* **The request**
Copy every line of the listing below without changing anything.

Dataset items
>> start

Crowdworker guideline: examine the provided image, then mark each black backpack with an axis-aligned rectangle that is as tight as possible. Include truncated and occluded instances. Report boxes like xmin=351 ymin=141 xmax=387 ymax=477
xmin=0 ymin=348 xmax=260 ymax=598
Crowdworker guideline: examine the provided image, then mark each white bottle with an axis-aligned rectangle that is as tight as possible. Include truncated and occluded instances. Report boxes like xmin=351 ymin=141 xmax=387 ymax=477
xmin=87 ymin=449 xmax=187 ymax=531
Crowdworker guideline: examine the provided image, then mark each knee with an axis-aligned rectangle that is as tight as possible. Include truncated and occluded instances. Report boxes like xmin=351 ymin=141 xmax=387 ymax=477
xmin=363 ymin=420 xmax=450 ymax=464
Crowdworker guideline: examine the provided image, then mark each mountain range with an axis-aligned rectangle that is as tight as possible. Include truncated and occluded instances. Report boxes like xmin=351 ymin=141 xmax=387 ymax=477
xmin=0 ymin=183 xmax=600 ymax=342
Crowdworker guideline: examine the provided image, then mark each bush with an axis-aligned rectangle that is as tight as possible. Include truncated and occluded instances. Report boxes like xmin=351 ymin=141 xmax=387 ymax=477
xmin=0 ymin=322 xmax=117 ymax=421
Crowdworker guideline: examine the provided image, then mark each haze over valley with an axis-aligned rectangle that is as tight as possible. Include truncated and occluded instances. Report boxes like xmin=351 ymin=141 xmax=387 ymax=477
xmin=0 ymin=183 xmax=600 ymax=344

>> end

* **Worked solution**
Crowdworker guideline: examine the provided image, then mark each black backpack with an axis-aligned rectangle that is as tight as possible. Include truncated and occluded instances. Report boxes like xmin=351 ymin=141 xmax=387 ymax=477
xmin=0 ymin=348 xmax=260 ymax=598
Crowdworker guideline: examine the provided image, then mark each white bottle with an axis-aligned rectangle that is as tight as possible. Include truncated and occluded instances. Report boxes like xmin=351 ymin=141 xmax=387 ymax=477
xmin=87 ymin=449 xmax=187 ymax=531
Crowdworker guideline: examine the provided image, then mark each knee with an axis-aligned rectangle that is as tight as possible. Include truncated and occluded instances. Report boxes like xmin=351 ymin=141 xmax=387 ymax=477
xmin=363 ymin=420 xmax=450 ymax=464
Crowdworker guideline: examine the provided image, then mark each mountain range with an axis-aligned rectangle that is as tight as possible. Include truncated and occluded instances. Report boxes like xmin=351 ymin=141 xmax=387 ymax=477
xmin=0 ymin=183 xmax=600 ymax=342
Crowdworker guideline: examine the provided image, then mark each bush with an axis-aligned rectangle that is as tight as possible. Include truncated and occluded instances. Report boxes like xmin=351 ymin=141 xmax=387 ymax=477
xmin=0 ymin=322 xmax=117 ymax=421
Crowdworker guideline: examine the provided image, then mark each haze over valley with an axis-aligned rectangle that is as tight as possible. Include truncated and occluded instances. Report boxes like xmin=351 ymin=141 xmax=387 ymax=477
xmin=0 ymin=183 xmax=600 ymax=344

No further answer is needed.